**Action item**
Scan the entries for the word "form" and return every line that has it.
*** Opening of Extracted data ***
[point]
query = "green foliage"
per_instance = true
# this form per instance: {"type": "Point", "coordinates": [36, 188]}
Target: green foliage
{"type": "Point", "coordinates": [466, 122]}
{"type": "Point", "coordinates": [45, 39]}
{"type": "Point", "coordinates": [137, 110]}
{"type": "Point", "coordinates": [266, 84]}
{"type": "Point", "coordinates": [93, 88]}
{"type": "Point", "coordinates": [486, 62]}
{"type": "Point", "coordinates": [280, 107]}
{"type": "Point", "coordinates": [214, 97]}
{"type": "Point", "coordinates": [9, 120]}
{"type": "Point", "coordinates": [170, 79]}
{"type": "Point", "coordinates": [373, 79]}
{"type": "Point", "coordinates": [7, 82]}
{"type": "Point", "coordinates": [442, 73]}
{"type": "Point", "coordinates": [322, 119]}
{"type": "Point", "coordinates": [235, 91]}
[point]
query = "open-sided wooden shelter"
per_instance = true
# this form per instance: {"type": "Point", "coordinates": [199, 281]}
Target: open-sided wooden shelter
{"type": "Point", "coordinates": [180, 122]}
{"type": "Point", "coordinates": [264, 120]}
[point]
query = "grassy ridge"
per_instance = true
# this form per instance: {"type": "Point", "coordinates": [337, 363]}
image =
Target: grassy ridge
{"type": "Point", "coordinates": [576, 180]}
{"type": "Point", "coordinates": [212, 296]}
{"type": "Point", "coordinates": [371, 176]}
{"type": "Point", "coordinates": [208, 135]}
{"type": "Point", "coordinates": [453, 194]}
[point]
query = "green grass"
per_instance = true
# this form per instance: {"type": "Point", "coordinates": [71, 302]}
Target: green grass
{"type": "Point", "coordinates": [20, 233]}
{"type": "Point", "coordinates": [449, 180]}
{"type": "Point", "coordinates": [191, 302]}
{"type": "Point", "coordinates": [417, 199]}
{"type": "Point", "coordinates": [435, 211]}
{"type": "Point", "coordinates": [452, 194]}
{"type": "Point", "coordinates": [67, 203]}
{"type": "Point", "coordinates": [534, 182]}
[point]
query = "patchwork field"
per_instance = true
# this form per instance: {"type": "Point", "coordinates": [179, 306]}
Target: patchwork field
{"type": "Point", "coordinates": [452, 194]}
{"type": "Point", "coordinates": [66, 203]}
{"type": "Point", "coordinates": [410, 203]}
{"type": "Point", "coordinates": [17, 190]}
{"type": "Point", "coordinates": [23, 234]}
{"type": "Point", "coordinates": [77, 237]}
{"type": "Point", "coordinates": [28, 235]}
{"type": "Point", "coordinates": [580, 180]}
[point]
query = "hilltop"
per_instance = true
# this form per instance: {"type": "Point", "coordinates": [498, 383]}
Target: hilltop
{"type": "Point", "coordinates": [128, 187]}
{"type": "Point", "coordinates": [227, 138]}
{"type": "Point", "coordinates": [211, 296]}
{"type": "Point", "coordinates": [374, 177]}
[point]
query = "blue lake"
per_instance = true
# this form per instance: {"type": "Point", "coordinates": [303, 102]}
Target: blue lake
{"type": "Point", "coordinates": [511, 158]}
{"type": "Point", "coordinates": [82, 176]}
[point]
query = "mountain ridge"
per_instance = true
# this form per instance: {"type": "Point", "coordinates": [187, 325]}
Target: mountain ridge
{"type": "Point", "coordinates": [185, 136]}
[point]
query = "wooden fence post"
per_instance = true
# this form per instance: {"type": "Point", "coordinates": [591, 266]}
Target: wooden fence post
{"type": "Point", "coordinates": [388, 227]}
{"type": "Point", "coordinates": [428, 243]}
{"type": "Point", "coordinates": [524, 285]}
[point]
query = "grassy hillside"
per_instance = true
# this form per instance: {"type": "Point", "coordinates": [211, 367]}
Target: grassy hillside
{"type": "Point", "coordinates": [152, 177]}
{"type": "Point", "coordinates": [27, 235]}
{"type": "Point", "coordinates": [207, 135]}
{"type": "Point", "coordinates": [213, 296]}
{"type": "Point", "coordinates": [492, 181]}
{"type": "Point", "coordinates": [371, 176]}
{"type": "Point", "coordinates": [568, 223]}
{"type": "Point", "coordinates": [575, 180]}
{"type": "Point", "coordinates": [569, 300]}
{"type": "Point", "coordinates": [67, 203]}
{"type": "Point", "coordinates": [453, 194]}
*** Close of Extracted data ***
**Expected output**
# this form per instance: {"type": "Point", "coordinates": [36, 188]}
# this form per instance: {"type": "Point", "coordinates": [199, 281]}
# this form per instance: {"type": "Point", "coordinates": [337, 363]}
# this form per instance: {"type": "Point", "coordinates": [71, 302]}
# this form per instance: {"type": "Point", "coordinates": [179, 306]}
# this form per instance: {"type": "Point", "coordinates": [498, 383]}
# this form per instance: {"type": "Point", "coordinates": [303, 102]}
# this form per instance: {"type": "Point", "coordinates": [187, 325]}
# this form per instance: {"type": "Point", "coordinates": [591, 266]}
# this form per instance: {"type": "Point", "coordinates": [211, 367]}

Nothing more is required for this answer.